- **原文摘录**

SQL Server 2005 树形数据处理示例
-- =====================================================
-- SQL Server 2005 中的树形数据处理示例
-- 作者: 邹建
-- =====================================================
创建测试数据
-- =====================================================
-- 创建测试数据
-- =====================================================
if exists(select * from dbo.sysobjects where id = object_id(N'[tb]') and OBJECTPROPERTY(id, N'IsUserTable') = 1)
drop table [tb]
GO
--示例数据
create table [tb]([id] int PRIMARY KEY,[pid] int,name nvarchar(20))
INSERT [tb] SELECT 1,0,N'中国 '
UNION ALL SELECT 2,0,N'美国 '
UNION ALL SELECT 3,0,N'加拿大 '
UNION ALL SELECT 4,1,N'北京 '
UNION ALL SELECT 5,1,N'上海 '
UNION ALL SELECT 6,1,N'江苏 '
UNION ALL SELECT 7,6,N'苏州 '
UNION ALL SELECT 8,7,N'常熟 '
UNION ALL SELECT 9,6,N'南京 '
UNION ALL SELECT 10,6,N'无锡 '
UNION ALL SELECT 11,2,N'纽约 '
UNION ALL SELECT 12,2,N'旧金山 '
GO
-- =====================================================
-- 级别及排序字段(树形分级显示)
-- 直接查询的应用实例
-- =====================================================
1. 每个叶子结点的 FullName
-- =====================================================
-- 1. 每个叶子结点的 FullName
-- =====================================================
WITH stb([id],[FullName],[pid],[flag])
AS(
SELECT [id],CAST(RTRIM([name]) as nvarchar(4000)),[pid],1
FROM [tb] A
WHERE NOT EXISTS(
SELECT 1 FROM [tb]
WHERE [pid]=A.[id])

[来源记录]
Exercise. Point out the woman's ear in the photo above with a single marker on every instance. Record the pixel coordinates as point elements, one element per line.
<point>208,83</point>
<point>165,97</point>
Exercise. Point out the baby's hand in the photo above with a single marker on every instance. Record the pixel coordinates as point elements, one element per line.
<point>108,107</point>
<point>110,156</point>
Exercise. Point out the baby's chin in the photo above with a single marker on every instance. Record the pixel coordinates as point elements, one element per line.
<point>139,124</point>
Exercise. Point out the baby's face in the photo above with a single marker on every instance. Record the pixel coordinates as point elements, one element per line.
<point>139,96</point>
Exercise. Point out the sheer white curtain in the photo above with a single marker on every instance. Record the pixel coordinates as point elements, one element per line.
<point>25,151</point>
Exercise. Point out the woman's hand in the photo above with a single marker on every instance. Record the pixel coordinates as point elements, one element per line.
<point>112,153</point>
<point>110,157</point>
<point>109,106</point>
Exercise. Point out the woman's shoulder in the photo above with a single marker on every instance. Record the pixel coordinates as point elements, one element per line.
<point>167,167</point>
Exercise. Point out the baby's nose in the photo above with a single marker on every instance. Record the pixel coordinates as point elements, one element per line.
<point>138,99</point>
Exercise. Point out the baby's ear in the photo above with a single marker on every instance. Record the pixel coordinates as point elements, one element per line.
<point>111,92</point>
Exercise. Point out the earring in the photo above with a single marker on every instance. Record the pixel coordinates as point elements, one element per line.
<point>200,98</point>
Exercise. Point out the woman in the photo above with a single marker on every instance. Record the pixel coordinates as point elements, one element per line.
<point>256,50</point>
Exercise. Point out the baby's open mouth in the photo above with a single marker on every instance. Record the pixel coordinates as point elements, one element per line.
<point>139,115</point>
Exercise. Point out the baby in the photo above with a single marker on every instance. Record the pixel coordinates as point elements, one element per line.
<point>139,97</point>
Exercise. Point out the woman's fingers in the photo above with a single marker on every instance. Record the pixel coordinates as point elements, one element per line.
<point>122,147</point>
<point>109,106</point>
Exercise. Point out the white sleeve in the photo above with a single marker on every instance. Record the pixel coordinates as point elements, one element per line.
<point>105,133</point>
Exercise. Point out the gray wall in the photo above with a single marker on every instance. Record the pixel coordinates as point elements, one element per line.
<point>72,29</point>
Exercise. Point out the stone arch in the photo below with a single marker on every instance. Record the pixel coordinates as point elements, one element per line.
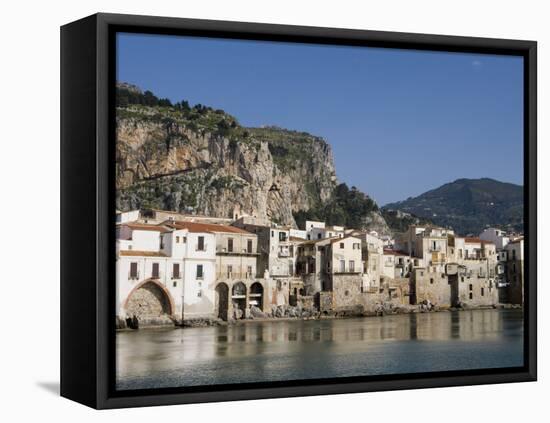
<point>239,299</point>
<point>222,301</point>
<point>149,300</point>
<point>256,295</point>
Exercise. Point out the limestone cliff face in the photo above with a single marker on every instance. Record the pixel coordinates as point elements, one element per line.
<point>165,162</point>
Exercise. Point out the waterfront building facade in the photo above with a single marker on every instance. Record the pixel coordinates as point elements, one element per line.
<point>173,268</point>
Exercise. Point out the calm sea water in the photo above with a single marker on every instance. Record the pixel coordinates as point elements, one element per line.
<point>287,350</point>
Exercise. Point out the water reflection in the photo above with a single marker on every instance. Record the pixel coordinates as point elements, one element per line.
<point>264,351</point>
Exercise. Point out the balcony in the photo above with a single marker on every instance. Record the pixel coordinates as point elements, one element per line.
<point>284,252</point>
<point>226,251</point>
<point>349,270</point>
<point>133,276</point>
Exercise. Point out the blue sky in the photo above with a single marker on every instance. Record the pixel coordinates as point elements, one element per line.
<point>400,122</point>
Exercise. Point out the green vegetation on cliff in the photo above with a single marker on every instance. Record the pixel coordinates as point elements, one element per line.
<point>348,208</point>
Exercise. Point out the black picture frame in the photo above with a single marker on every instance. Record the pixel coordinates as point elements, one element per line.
<point>87,202</point>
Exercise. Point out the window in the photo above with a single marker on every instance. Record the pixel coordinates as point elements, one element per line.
<point>176,270</point>
<point>133,270</point>
<point>155,270</point>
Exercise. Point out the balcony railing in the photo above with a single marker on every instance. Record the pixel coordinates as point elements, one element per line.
<point>284,252</point>
<point>234,275</point>
<point>347,270</point>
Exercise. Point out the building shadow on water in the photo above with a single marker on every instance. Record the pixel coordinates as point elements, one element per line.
<point>51,387</point>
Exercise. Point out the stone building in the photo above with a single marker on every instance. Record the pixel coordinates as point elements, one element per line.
<point>515,270</point>
<point>164,274</point>
<point>239,285</point>
<point>472,271</point>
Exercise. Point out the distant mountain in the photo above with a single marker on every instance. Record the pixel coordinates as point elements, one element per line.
<point>468,205</point>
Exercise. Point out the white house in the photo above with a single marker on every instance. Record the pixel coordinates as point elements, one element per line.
<point>164,274</point>
<point>496,236</point>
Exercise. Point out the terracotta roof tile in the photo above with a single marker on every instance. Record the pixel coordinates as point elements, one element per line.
<point>146,227</point>
<point>136,253</point>
<point>206,227</point>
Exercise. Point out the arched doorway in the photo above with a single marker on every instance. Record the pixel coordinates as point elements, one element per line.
<point>256,296</point>
<point>238,296</point>
<point>148,302</point>
<point>222,300</point>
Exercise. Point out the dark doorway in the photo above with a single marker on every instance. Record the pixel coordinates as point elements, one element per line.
<point>222,300</point>
<point>256,296</point>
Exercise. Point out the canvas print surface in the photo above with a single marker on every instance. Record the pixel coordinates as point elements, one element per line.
<point>293,211</point>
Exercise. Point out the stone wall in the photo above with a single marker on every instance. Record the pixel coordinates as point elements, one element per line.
<point>516,279</point>
<point>347,291</point>
<point>431,286</point>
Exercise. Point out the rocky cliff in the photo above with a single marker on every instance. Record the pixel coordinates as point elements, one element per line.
<point>201,160</point>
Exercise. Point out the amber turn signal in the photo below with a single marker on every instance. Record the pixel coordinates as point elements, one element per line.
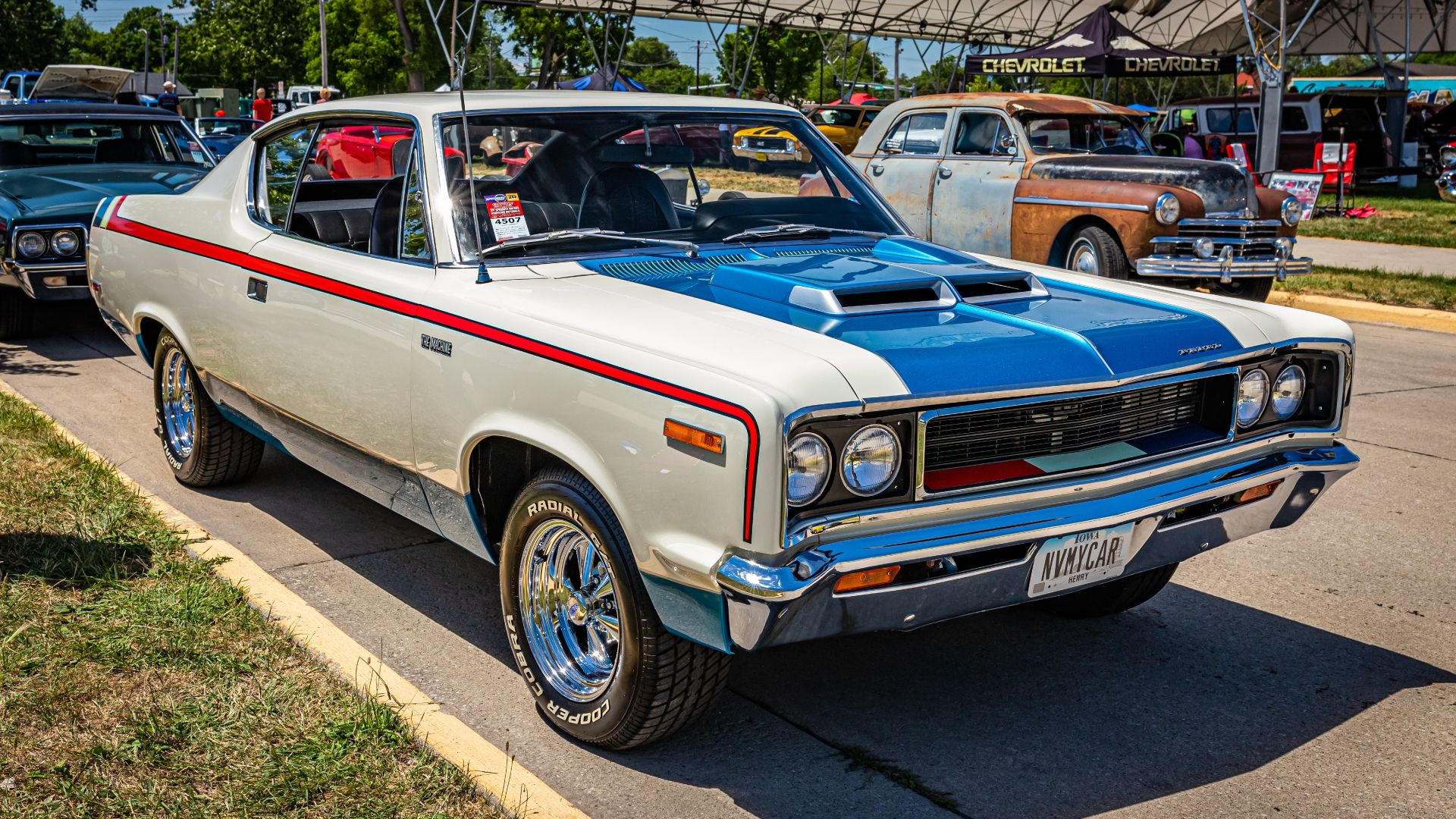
<point>867,579</point>
<point>692,436</point>
<point>1256,493</point>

- **待办任务**
a – 树形数据示例的测试数据里，id 为 7 的地名是什么？
b – 请从树形数据示例最后一行之后续写这段 SQL。

- **答案列表**
a – 苏州

b –
UNION ALL
SELECT A.[id],RTRIM(B.[name])+ '/ '+A.[FullName],B.[pid],A.flag+1
FROM stb A,[tb] B
WHERE A.[pid]=B.[id])
SELECT [id],[FullName] FROM stb A
WHERE NOT EXISTS(
SELECT * FROM stb
WHERE [id]=A.[id]
AND flag> A.flag)
ORDER BY [id]
GO
2. 每个结点的 FullName
-- =====================================================
-- 2. 每个结点的 FullName
-- =====================================================
WITH stb([id],[FullName],[pid],[flag])
AS(
SELECT [id],CAST(RTRIM([name]) as nvarchar(4000)),[pid],1
FROM [tb]
UNION ALL
SELECT A.[id],RTRIM(B.[name])+ '/ '+A.[FullName],B.[pid],A.flag+1
FROM stb A,[tb] B
WHERE A.[pid]=B.[id])
SELECT [id],[FullName] FROM stb A
WHERE NOT EXISTS(
SELECT * FROM stb
WHERE [id]=A.[id]
AND flag> A.flag)
ORDER BY [id]
GO
3. 树形显示数据
-- =====================================================
-- 3. 树形显示数据
-- =====================================================
WITH stb([id],[level],[sid])
AS(
SELECT [id],1,CAST(RIGHT(10000+[id],4) as varchar(8000))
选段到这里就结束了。